### Written problem
Your task is to quote the material that follows, in full and exactly.

━━ Record extracts ━━

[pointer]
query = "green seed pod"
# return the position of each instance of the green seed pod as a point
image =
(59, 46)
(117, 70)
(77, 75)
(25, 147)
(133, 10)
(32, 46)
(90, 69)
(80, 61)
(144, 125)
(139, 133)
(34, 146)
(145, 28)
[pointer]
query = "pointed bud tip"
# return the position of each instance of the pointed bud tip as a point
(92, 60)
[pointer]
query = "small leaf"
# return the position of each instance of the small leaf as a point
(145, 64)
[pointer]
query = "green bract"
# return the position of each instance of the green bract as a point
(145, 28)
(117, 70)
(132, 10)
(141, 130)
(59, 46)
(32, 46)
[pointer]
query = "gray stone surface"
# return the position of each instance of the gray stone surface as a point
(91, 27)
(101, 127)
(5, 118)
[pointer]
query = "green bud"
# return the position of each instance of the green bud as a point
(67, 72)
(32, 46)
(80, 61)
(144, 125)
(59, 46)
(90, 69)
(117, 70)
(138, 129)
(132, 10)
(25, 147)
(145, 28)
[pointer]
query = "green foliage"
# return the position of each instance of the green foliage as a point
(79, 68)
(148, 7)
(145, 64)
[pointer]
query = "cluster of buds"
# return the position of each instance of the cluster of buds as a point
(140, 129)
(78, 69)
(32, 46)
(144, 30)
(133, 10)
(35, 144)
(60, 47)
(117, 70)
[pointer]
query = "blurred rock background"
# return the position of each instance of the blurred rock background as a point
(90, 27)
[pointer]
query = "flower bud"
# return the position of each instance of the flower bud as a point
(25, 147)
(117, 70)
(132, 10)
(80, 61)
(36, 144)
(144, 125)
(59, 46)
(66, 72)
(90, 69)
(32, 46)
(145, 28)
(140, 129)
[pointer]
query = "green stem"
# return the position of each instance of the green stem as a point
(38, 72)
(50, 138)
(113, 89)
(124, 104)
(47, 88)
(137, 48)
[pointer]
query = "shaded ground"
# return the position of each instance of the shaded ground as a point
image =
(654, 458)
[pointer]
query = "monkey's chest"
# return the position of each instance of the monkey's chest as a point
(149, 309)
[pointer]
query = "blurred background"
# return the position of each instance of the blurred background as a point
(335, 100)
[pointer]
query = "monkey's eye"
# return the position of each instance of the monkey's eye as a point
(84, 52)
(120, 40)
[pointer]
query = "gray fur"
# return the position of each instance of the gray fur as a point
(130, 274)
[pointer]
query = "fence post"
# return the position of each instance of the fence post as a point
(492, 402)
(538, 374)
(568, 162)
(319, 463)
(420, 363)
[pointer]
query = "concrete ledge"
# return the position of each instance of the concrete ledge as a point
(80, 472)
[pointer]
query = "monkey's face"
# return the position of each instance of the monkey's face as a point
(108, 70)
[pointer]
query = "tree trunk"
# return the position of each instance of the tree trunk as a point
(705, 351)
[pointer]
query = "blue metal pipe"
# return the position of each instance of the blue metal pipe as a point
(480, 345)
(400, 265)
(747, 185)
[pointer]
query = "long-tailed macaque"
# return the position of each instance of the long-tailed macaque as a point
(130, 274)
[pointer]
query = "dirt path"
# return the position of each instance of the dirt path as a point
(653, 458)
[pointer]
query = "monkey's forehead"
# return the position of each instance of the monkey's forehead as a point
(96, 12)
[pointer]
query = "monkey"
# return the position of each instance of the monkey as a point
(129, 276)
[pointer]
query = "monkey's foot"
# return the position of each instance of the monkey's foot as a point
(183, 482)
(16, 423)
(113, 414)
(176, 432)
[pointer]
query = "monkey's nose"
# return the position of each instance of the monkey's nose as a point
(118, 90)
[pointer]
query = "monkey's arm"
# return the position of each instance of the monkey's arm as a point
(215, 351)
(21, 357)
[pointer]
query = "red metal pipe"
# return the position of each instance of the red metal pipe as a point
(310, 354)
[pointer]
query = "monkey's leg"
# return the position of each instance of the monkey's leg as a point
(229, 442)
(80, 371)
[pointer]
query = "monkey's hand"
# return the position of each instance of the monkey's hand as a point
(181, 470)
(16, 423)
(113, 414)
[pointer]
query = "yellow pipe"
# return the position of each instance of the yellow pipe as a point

━━━

### Task output
[pointer]
query = "green seed pod"
# return the position of each instance of the green seed pod as a point
image =
(59, 46)
(117, 70)
(77, 75)
(25, 147)
(133, 10)
(32, 46)
(90, 69)
(80, 61)
(144, 125)
(139, 133)
(34, 146)
(145, 28)
[pointer]
query = "pointed bud tip"
# return the position of each instance of the pointed bud tip as a point
(92, 60)
[pointer]
query = "small leaf"
# return the position of each instance of the small leaf as a point
(145, 64)
[pointer]
query = "green bract"
# return the position of each instance of the green bract as a point
(145, 28)
(117, 70)
(132, 10)
(141, 130)
(59, 46)
(32, 46)
[pointer]
query = "gray stone surface"
# return the position of each instance of the gray stone surface as a point
(91, 27)
(101, 127)
(5, 118)
[pointer]
query = "green bud"
# return the position of each instance of the green bud as a point
(67, 72)
(32, 46)
(80, 61)
(144, 125)
(59, 46)
(90, 69)
(117, 70)
(138, 129)
(132, 10)
(25, 147)
(145, 28)
[pointer]
query = "green foliage"
# return the position of each instance of the green foliage as a point
(79, 68)
(148, 7)
(145, 64)
[pointer]
query = "cluster of buds"
# return the position of each instance of the cluster of buds as a point
(140, 129)
(78, 69)
(32, 46)
(144, 30)
(133, 10)
(35, 144)
(60, 47)
(117, 70)
[pointer]
query = "blurred rock background"
# return the position of each instance of the blurred rock background as a point
(90, 27)
[pointer]
query = "flower bud"
# return the position of each instance of the flower bud as a point
(25, 147)
(117, 70)
(132, 10)
(80, 61)
(36, 144)
(144, 125)
(59, 46)
(66, 72)
(90, 69)
(32, 46)
(145, 28)
(140, 129)
[pointer]
query = "green stem"
# return the position of each instance of the green stem as a point
(38, 72)
(50, 138)
(113, 89)
(124, 104)
(47, 88)
(137, 48)
[pointer]
query = "shaded ground"
# return the position of each instance of the shaded ground as a point
image =
(654, 458)
[pointer]
query = "monkey's chest"
# return the position of each instance of the monkey's chest as a point
(149, 309)
[pointer]
query = "blurred background"
# return the position of each instance of the blurred background as a point
(335, 100)
[pointer]
query = "monkey's eye"
# return the position of each instance of the monkey's eye as a point
(84, 52)
(120, 40)
[pointer]
query = "gray fur"
# return the position of each instance of the gray fur as a point
(130, 274)
[pointer]
query = "fence post"
# return the position of each instance of the fence post as a point
(492, 402)
(538, 374)
(568, 162)
(319, 463)
(420, 363)
[pointer]
query = "concrete ledge"
# return the position of each instance of the concrete ledge as a point
(80, 472)
[pointer]
query = "monkey's face"
# return the position of each instance of the monkey's face as a point
(108, 70)
[pointer]
query = "tree trunk"
# return the position of each instance of the tree trunk as a point
(705, 351)
[pointer]
query = "blue metal pipe"
# return the position of each instance of the blue metal pipe as a point
(480, 345)
(400, 265)
(747, 185)
[pointer]
query = "long-tailed macaque"
# return the position of each instance of the long-tailed macaque as a point
(130, 274)
[pointer]
query = "dirt path"
# return the position of each instance of the dirt path as a point
(653, 458)
[pointer]
query = "monkey's forehead"
# return the position of each instance of the monkey's forehead as a point
(96, 12)
[pointer]
query = "monkey"
# return the position of each instance of the monkey as a point
(129, 276)
[pointer]
query = "monkey's foot"
# return the position of each instance of the monkey's foot as a point
(183, 482)
(16, 423)
(113, 414)
(176, 432)
[pointer]
query = "monkey's nose"
# return the position of each instance of the monkey's nose as a point
(118, 90)
[pointer]
query = "monkey's arm"
# return the position of each instance of the monkey's arm as a point
(215, 351)
(21, 357)
[pointer]
query = "red metal pipe"
# return the position of each instance of the red metal pipe as a point
(310, 354)
[pointer]
query = "monkey's leg"
# return the position of each instance of the monkey's leg as a point
(229, 442)
(80, 371)
[pointer]
query = "monkey's hand"
# return the position of each instance of the monkey's hand as a point
(181, 470)
(16, 423)
(113, 414)
[pointer]
query = "yellow pipe"
# return the position of each instance of the yellow pipe as a point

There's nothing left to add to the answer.